### TASK
Please output exactly the run of lines that starts at the line with "# test: point out the harbour" and ends at the last line of the records below.

### SUPPLIED RECORDS
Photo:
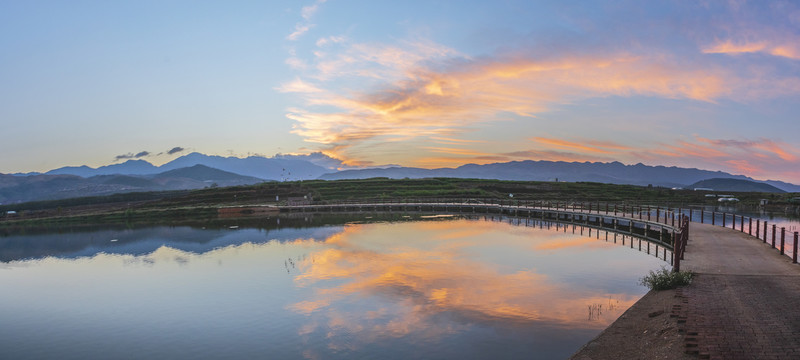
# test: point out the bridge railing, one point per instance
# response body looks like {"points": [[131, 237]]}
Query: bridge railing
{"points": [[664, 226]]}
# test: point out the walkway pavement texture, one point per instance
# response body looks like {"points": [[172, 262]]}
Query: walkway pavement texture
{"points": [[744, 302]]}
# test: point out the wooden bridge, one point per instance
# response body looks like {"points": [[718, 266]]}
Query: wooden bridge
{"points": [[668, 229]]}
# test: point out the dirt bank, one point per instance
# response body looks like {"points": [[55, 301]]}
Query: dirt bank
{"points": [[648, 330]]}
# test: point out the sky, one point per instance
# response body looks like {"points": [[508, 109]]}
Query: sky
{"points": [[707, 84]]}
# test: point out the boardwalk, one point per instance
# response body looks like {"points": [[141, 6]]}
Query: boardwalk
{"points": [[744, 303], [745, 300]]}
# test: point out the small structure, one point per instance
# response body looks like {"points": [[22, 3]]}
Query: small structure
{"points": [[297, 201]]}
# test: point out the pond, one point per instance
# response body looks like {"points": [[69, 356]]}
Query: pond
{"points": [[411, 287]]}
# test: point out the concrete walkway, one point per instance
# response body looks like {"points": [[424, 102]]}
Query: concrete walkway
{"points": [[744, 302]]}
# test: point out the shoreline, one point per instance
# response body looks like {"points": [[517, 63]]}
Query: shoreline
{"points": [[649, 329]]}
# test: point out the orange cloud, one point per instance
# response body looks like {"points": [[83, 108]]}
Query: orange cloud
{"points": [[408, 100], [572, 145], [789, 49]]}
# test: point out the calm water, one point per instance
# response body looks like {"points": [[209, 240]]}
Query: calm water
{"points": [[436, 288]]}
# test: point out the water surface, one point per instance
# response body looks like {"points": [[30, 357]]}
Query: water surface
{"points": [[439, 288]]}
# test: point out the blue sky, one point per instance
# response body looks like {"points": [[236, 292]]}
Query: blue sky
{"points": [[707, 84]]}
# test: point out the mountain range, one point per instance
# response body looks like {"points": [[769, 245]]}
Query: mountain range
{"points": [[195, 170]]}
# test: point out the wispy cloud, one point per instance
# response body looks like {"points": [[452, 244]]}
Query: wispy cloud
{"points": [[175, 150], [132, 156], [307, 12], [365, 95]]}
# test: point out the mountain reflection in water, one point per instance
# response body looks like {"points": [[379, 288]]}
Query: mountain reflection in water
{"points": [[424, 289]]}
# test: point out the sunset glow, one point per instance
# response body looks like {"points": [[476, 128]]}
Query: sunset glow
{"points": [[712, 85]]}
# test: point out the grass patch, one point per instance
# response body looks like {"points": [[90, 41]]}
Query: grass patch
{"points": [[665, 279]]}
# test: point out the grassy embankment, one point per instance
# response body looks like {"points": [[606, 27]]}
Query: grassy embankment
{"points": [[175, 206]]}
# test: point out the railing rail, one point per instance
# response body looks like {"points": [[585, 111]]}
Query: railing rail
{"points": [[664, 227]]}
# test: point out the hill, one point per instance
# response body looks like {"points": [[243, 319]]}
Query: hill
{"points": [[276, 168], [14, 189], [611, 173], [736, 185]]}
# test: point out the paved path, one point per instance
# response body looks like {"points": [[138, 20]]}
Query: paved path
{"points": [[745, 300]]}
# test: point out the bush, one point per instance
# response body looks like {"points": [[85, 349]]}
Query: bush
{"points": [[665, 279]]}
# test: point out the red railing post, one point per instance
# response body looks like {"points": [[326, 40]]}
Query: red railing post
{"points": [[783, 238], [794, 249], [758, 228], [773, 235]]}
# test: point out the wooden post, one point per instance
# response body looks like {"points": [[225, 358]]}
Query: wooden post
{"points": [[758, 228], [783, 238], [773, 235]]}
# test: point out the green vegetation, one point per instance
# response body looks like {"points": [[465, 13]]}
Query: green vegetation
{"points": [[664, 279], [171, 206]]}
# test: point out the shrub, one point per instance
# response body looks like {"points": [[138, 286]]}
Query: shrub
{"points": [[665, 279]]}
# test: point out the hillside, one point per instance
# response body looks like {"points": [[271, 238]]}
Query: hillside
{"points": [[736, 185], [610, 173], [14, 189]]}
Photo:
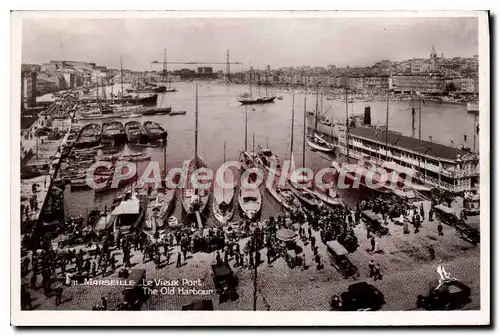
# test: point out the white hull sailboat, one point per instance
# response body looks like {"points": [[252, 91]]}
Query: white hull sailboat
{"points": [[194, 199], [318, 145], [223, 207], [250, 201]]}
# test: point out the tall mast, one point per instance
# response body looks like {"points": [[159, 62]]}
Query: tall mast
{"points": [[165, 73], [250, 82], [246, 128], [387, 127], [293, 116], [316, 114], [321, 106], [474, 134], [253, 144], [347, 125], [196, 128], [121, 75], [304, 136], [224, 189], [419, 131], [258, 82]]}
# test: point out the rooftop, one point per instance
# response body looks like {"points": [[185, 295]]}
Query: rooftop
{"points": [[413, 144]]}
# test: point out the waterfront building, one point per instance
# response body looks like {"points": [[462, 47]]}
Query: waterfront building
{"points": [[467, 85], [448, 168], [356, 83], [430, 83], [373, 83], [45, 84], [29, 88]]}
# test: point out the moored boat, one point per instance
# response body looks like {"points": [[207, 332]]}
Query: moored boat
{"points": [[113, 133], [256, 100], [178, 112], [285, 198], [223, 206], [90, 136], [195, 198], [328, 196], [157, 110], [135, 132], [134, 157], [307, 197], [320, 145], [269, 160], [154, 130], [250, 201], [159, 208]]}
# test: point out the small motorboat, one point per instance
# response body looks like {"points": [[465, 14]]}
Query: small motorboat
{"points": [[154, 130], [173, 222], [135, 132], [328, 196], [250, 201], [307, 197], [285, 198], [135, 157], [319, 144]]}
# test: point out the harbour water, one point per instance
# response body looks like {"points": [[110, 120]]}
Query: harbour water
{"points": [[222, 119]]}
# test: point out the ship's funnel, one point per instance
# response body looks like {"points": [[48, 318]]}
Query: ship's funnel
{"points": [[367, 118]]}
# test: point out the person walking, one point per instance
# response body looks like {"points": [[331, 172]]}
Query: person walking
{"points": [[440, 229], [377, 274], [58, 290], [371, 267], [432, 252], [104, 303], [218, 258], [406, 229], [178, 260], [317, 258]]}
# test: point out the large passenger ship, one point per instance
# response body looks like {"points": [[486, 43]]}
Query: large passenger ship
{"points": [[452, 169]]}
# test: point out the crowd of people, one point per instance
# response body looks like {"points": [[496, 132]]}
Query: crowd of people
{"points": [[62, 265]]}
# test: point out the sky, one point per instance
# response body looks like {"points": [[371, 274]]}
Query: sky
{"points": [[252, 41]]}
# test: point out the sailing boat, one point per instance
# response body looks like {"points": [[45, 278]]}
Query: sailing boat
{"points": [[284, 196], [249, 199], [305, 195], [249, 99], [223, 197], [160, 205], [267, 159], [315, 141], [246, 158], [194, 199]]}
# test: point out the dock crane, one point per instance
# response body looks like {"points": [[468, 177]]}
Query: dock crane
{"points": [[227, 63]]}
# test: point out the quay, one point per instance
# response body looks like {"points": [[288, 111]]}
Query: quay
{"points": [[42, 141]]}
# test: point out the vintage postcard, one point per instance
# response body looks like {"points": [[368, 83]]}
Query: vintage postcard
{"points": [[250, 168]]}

### TASK RESULT
# test: point out the harbour water, one point per instance
# response body looks like {"points": [[110, 120]]}
Query: harbour water
{"points": [[222, 119]]}
# test: point out the ship's funnel, one point per instance
# response body looks like {"points": [[48, 318]]}
Query: ship's funnel
{"points": [[367, 118]]}
# test: point out the person walking, one point per instance
# response body looks like {"points": [[331, 172]]}
Query: person walking
{"points": [[440, 229], [377, 274], [58, 290], [371, 267], [432, 252], [104, 303], [218, 258], [406, 229], [178, 260], [317, 258]]}
# test: point out the large passenger ship, one point per instance
# response body looks like {"points": [[486, 43]]}
Query: large passenger ship
{"points": [[452, 169]]}
# test: point out the crowd of people, one point per instance
# response body looks like {"points": [[496, 132]]}
Query: crowd of people
{"points": [[62, 265]]}
# test: point out the sky, one point per instance
# response body looks like {"points": [[371, 274]]}
Query: sky
{"points": [[252, 41]]}
# test: point out the sailing boat, one point per instance
# response body looks like {"points": [[45, 278]]}
Query: sailing boat
{"points": [[284, 196], [249, 199], [305, 195], [249, 99], [223, 197], [160, 205], [267, 159], [315, 141], [246, 158], [194, 199]]}
# test: point out the dock crane, one point per instance
# response body looks like {"points": [[468, 177]]}
Query: dock crane
{"points": [[227, 63]]}
# test: point out the quay, one point per instance
# response body looks like {"points": [[288, 111]]}
Query: quay
{"points": [[42, 141]]}
# test: point out the vintage postcard, one point per instance
# response body looks like {"points": [[368, 83]]}
Query: vintage postcard
{"points": [[250, 168]]}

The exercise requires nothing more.